Segment Start: Listed entries

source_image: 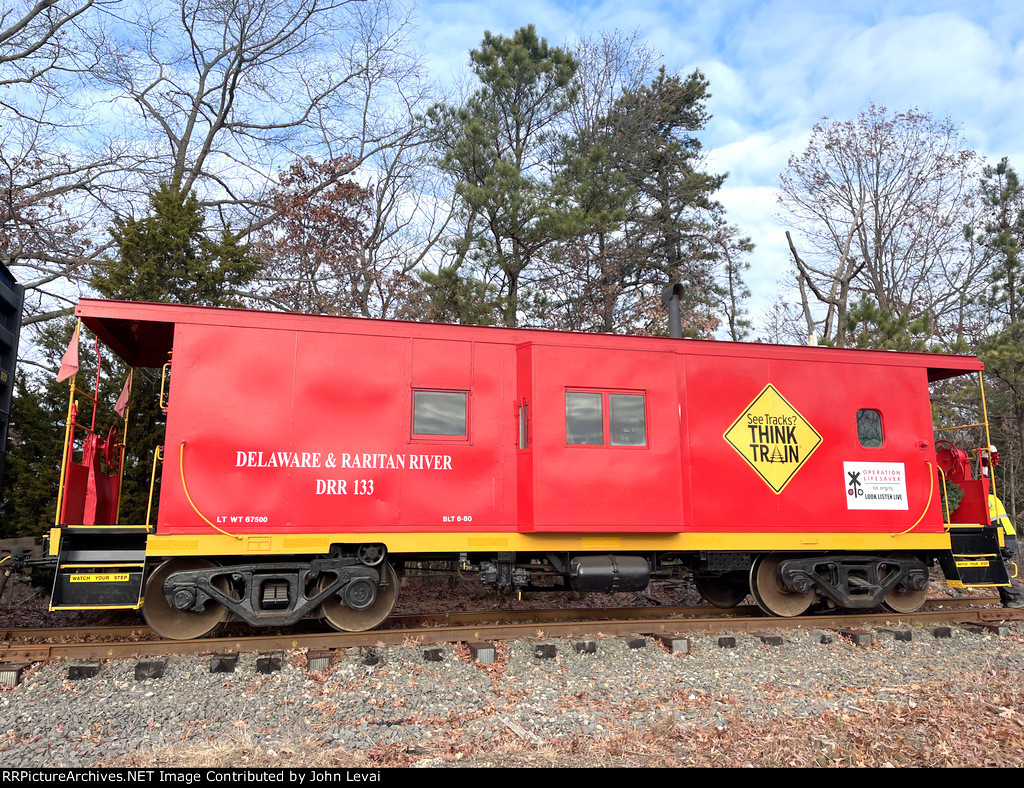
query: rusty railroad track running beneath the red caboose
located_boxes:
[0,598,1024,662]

Segment End: Listed entries
Segment Start: Listed entries

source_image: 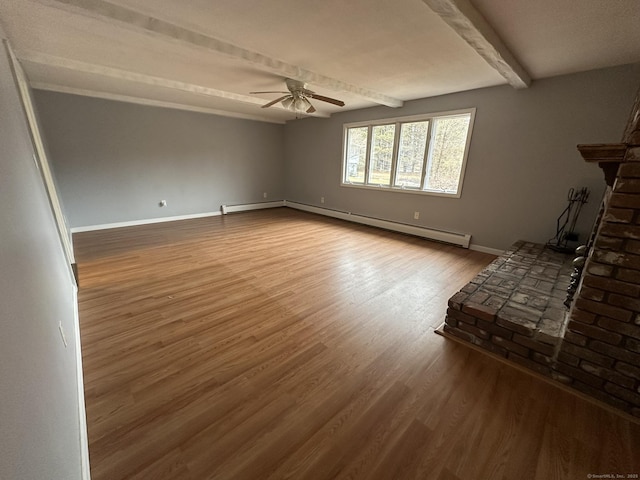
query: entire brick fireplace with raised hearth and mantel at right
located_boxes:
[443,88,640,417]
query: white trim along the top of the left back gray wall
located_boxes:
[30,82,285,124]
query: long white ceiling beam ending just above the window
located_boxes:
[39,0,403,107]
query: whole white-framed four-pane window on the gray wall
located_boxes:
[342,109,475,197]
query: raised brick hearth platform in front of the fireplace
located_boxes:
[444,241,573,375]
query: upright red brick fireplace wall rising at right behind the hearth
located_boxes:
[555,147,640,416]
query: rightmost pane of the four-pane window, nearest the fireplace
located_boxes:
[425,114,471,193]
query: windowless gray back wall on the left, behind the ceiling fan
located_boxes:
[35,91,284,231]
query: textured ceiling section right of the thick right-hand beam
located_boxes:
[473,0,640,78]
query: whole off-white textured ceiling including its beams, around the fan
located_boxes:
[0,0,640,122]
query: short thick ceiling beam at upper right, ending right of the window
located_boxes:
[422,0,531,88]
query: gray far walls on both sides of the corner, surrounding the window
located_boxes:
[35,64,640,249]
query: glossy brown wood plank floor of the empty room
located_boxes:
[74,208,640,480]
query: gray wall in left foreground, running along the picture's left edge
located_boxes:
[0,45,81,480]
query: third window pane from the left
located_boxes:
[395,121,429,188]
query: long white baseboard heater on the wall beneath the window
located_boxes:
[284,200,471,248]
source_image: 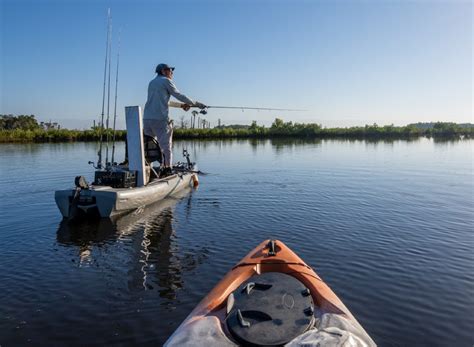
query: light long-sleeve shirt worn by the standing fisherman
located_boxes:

Segment End: Listed entries

→ **Task statement**:
Using the material above, count the lines containing the word "raised". Reply with the number alone.

→ **Answer to this exercise**:
2